:: Records supplied ::
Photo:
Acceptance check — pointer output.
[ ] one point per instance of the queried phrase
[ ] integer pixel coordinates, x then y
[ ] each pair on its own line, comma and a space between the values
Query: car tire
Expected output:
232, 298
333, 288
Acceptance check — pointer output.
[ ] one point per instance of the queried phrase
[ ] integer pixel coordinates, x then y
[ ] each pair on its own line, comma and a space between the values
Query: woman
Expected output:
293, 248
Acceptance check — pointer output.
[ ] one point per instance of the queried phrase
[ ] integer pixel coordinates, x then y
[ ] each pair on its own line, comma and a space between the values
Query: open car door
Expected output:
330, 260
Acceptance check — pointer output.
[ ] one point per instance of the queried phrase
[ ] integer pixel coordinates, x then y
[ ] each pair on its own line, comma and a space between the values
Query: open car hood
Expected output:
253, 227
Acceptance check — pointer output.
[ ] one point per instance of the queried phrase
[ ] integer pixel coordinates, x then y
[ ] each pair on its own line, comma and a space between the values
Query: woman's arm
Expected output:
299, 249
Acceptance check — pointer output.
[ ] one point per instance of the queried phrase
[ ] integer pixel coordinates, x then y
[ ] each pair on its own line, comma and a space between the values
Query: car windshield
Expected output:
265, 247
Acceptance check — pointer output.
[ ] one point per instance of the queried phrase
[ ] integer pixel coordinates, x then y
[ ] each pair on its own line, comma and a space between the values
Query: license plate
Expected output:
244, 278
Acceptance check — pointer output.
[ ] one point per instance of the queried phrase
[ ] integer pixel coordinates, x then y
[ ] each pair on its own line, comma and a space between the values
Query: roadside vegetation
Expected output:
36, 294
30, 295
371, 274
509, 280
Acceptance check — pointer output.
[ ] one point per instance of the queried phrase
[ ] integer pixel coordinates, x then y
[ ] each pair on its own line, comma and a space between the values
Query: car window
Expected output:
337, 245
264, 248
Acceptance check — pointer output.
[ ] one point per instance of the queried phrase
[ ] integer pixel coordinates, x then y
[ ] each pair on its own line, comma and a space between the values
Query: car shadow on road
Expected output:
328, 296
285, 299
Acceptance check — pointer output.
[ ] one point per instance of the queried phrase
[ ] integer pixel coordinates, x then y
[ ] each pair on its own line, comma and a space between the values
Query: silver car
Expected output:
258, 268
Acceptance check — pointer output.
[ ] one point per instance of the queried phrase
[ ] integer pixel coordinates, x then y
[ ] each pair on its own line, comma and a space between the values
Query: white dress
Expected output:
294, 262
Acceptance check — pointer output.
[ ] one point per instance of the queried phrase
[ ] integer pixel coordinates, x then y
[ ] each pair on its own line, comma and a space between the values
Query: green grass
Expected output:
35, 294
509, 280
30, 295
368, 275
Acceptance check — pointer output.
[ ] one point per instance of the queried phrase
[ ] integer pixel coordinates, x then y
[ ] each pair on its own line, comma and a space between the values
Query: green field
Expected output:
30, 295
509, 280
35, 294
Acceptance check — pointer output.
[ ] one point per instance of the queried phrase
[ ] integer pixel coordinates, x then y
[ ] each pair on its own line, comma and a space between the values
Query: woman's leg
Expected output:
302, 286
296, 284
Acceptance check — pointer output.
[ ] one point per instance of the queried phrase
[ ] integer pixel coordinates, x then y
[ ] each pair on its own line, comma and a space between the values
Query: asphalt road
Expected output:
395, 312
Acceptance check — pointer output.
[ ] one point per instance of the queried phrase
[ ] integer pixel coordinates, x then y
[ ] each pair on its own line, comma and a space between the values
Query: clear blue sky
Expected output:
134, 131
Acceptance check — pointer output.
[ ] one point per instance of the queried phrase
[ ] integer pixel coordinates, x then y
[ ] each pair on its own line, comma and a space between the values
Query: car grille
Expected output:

:: Work to complete ::
Go through the listing and copy all of it exactly.

:: Finished task ::
Photo:
Acceptance check — pointer output.
[ ] one point per instance of the queried phrase
[ ] integer pixel coordinates, x then y
[ ] each pair on its own line, comma and a space between the values
Query: car tire
Expected output:
232, 298
333, 288
Acceptance check — pointer output.
[ ] one point per instance of the queried phrase
[ ] integer pixel coordinates, x then y
[ ] each pair on its own line, comma and a space between the values
Query: woman
Expected output:
293, 248
Acceptance check — pointer output.
[ ] one point per instance of the queried phrase
[ ] integer pixel coordinates, x then y
[ ] each pair on its own line, comma and a space between the values
Query: open car door
Expected output:
330, 260
Acceptance check — pointer output.
[ ] one point per instance of the queried phrase
[ ] integer pixel coordinates, x then y
[ ] each pair on its own line, comma and a space between the values
Query: open car hood
Expected output:
253, 227
Acceptance check — pointer output.
[ ] one point per instance of the queried phrase
[ ] integer pixel coordinates, x then y
[ ] each pair on its own line, comma and a space between the values
Query: woman's arm
Expected output:
299, 249
Acceptance check — pointer output.
[ ] one point per instance of the queried phrase
[ ] integer pixel coordinates, x then y
[ ] each pair on its own line, comma and a space between the values
Query: car windshield
Expected output:
265, 247
Acceptance check — pointer output.
[ ] one point per instance of the queried phrase
[ ] integer pixel coordinates, x then y
[ ] each pair on its own line, comma and a space between the values
Query: license plate
Expected output:
244, 278
Acceptance check — pointer output.
[ ] one point per instance of the queried phrase
[ ] integer pixel coordinates, x then y
[ ] each pair on its own line, comma and a space between the values
Query: roadside vegetation
Expected output:
36, 294
30, 295
371, 274
509, 280
Acceptance check — pointer output.
[ ] one point per instance of the queried phrase
[ ] integer pixel coordinates, x then y
[ ] each pair on its own line, comma and a space between the values
Query: car window
Expected output:
337, 245
264, 248
Acceptance check — pointer output.
[ ] one point per instance of the queried phrase
[ ] integer pixel coordinates, x then y
[ ] each pair on its own line, comma and a space between the values
Query: car shadow on road
Expected output:
328, 296
285, 299
Acceptance check — pointer output.
[ ] one point per instance of the queried phrase
[ ] integer pixel coordinates, x then y
[ ] each pair on its own line, comma and a space between the values
Query: silver car
Expected output:
258, 268
Acceptance check — pointer output.
[ ] one point per instance of the queried phrase
[ ] integer pixel coordinates, x then y
[ ] each pair on its own line, comma and a space between the values
Query: white dress
Expected output:
294, 262
Acceptance check — pointer output.
[ ] one point per instance of the queried phrase
[ ] integer pixel coordinates, x then y
[ ] each pair on its own line, comma and a space between the values
Query: green grass
Expected output:
35, 294
509, 280
30, 295
368, 275
Acceptance check — pointer output.
[ ] one point per instance of the queried phrase
[ ] integer pixel coordinates, x then y
[ ] each pair on its own line, comma and a space between the values
Query: green field
Expected output:
30, 295
509, 280
35, 294
Acceptance check — pointer output.
[ ] one point per instance of the queried phrase
[ ] integer pixel coordinates, x then y
[ ] each pair on its own line, comma and a space between the values
Query: woman's leg
Expected output:
302, 286
296, 284
Acceptance check — pointer output.
[ ] one point per instance of the queried phrase
[ ] integer pixel coordinates, x then y
[ ] each pair on its own line, comma and a space between the values
Query: asphalt road
Expected output:
395, 312
Acceptance check — pointer output.
[ ] one point per instance of the queried phrase
[ ] integer pixel coordinates, x then y
[ ] each pair on its own line, comma and a space between the values
Query: clear blue sky
Expected output:
134, 131
Acceptance check — pointer output.
[ ] one point per instance of the queried phrase
[ ] integer pixel coordinates, x then y
[ ] each pair on its own line, comma and a space between the values
Query: car grille
Expected output:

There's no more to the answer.